— START Data extract —

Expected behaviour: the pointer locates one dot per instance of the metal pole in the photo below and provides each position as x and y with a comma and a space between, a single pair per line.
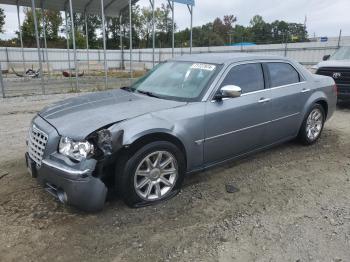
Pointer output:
121, 42
45, 42
190, 8
68, 49
130, 36
104, 43
2, 83
339, 39
173, 31
38, 46
74, 47
87, 43
153, 32
21, 38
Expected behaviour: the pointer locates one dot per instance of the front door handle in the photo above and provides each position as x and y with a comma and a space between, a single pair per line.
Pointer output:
264, 100
305, 90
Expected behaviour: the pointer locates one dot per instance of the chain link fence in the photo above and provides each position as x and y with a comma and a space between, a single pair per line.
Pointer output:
21, 76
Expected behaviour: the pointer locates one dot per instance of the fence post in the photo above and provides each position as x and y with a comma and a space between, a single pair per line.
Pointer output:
285, 49
339, 39
2, 83
7, 58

— END Data extract —

Directions — Put every line of the items above into a numbered list, skipping blank lines and leaving the pictures out.

Task output —
1. Expected behaviour: the pointer locates one dot per instance of the metal pole in the photo below and provides each position as x and y with a comma and a space between, a single pair per line.
2. Pointer output:
3. 121, 42
4. 45, 42
5. 190, 8
6. 68, 49
7. 130, 36
8. 104, 43
9. 2, 83
10. 339, 39
11. 173, 31
12. 38, 46
13. 74, 47
14. 87, 43
15. 153, 32
16. 21, 38
17. Expected behaviour: the pointer locates one dot per instance of the front door handle in the photo above and provides each position as x and y with a comma and a space between, a single pair per line.
18. Pointer output:
19. 264, 100
20. 305, 90
21. Expected behaviour: the pointer locates one dot per instance of the chain link fence in the photo above and provides each position as x and y with a comma and a space between, a single pair per line.
22. Pointer output:
23. 21, 76
24. Expected behaviour: the pointer locates one dot per instance of the fence post in the photo above and provides each position as x and y with a comma and a space between, a single pair per line.
25. Pointer output:
26. 285, 49
27. 339, 39
28. 2, 83
29. 7, 58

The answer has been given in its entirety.